** BRIEF **
Answer these about the Phabricator task on systemd services below:
(a) Which two services does the description name as getting stuck?
(b) What error message do the affected articles return?
(c) How often does the cronjob restart the services?

Page MenuHomePhabricator

Systemd services rely on cron to restart
Open, Needs TriagePublic5 Estimated Story Points

Description

We're finding the systemd services, specifically ww_events_stream.service and ww_events_stream_deletion.service, may periodically get "stuck" and never recover. All along the while WikiWho will miss every edit it's supposed to be processing, and those articles will return the "Requested data is not currently available in WikiWho database. It will be available soon." error. You can check the status of the services and it reports that all is fine, only that it noticeably it isn't actually processing any edits.

We're now relying on a cronjob to restart the services daily. This works for now, but ideally we'd figure out the root of the problem.

** DATA EXCERPT **
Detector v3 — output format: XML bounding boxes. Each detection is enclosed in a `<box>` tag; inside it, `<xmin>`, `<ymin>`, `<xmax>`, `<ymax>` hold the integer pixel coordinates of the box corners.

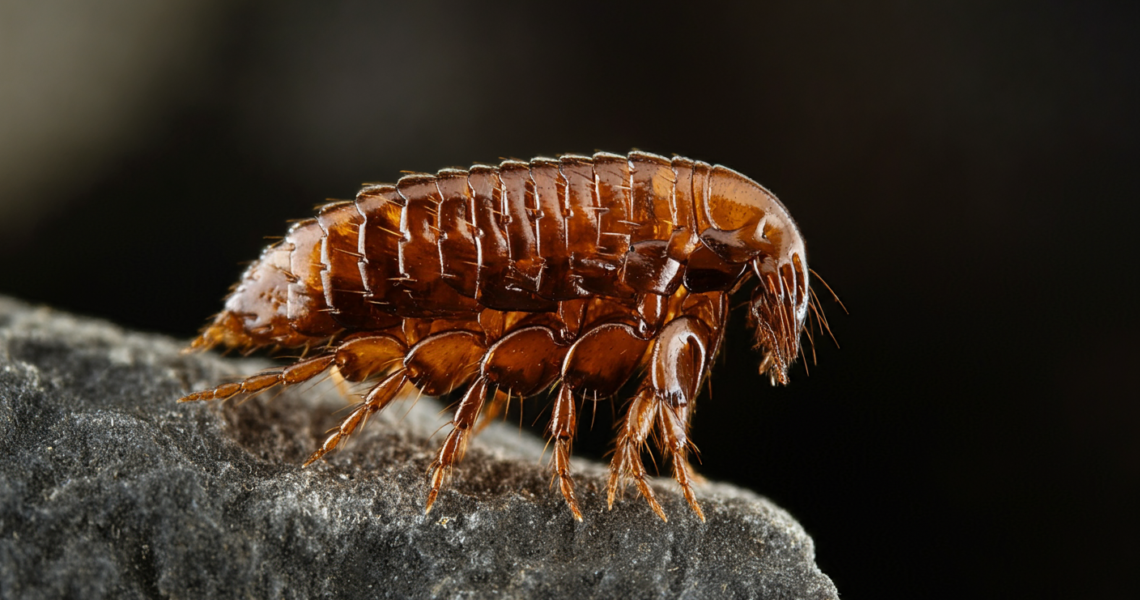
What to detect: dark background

** EXERCISE ANSWER **
(a) ww_events_stream.service and ww_events_stream_deletion.service
(b) "Requested data is not currently available in WikiWho database. It will be available soon."
(c) Daily